» What is required
Resume the parameter descriptions for grouping FITS table data, starting right after the ycolumn entry.

» Selected extract
● ● ● ● ●
Detailed Parameter Descriptions

Parameter=infile (string required filetype=input)

The input file. Can be a FITS table or a stack of tables.

Parameter=outfile (string required filetype=output)

The output file. Can be a file name for FITS output or a stack of output filenames.

Parameter=grouptype (string required default=NONE)

Type of grouping: one of NONE, BIN, SNR, NUM_BINS, NUM_CTS, ADAPTIVE, ADAPTIVE_SNR, BIN_WIDTH, MIN_SLOPE, MAX_SLOPE, BIN_FILE, and must be in upper case.

Parameter=grouptypeval (real required default=0)

The numerical value used for the methods SNR, NUM_BINS, NUM_CTS, ADAPTIVE, ADAPTIVE_SNR, MIN_SLOPE, MAX_SLOPE, BIN, and BIN_WIDTH. Ignored otherwise.

Parameter=binspec (string required)

The binning specification having syntax consistent with the Data Model dmbinning syntax. For grouptype=BIN, if binspec is unspecified but grouptypeval is set, then grouptypeval will be used as the binning specification.

Parameter=xcolumn (string required)

The x-axis of the data. Only used in the following grouping method: BIN, BIN_FILE, BIN_WIDTH, MIN_SLOPE, and MAX_SLOPE. Typically values depending on file type might be 'channel', 'pha', 'pi', 'time', 'energy', although any column could be used. It must contain monotonically increasing data when the BIN method is selected.

Parameter=ycolumn (string required)

The name of the column of the input table containing the data to be counted and used to compute the GRP_DATA column. Typically values might be something like 'counts', 'rate', or 'surface_brightness' depending on the input file type although any value can be used.
● ● ● ● ●
» Given data
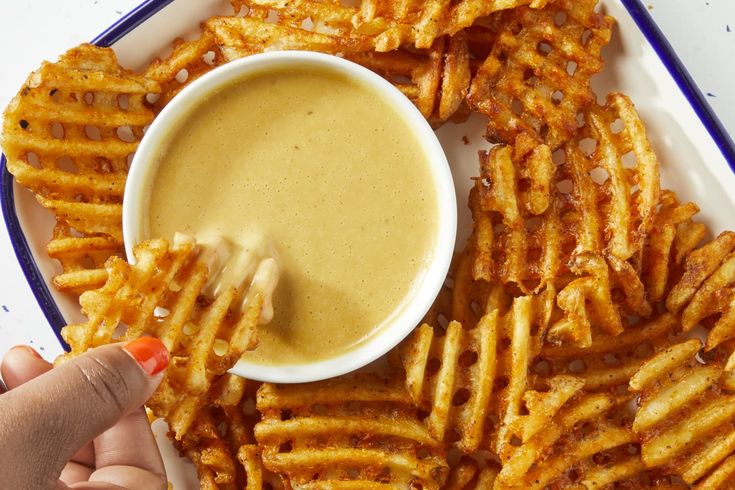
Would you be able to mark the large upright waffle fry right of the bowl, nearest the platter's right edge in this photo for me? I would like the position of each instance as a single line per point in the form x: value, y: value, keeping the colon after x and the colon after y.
● ● ● ● ●
» Result of the task
Parameter=tabspec (string not required)

The tab specification having syntax consistent with the Data Model dmbinning syntax. Denotes the channels not to be grouped, but instead marked as bad.

Parameter=tabcolumn (string not required)

The name of the column of the input table containing the data that have to be used by the tabspec. It must contain monotonically increasing data.

Parameter=stopspec (string not required)

The stop specification having syntax consistent with the Data Model dmbinning syntax. Denotes the channels to be grouped at the highest resolution.

Parameter=stopcolumn (string not required)

The name of the column of the input table containing the data that have to be used by the stopspec. It must contain monotonically increasing data.

Parameter=errcolumn (string not required)

The name of the column of the input table containing the data that should be used to calculate the GRP_STAT_ERROR values and the signal-to-noise when using the SNR and ADAPTIVE_SNR methods. If no value is given, sqrt(grp_data) is used.

Parameter=clobber (boolean not required default=no)

Specifies if an existing output file should be overwritten.

Parameter=verbose (integer not required default=0 min=0 max=5)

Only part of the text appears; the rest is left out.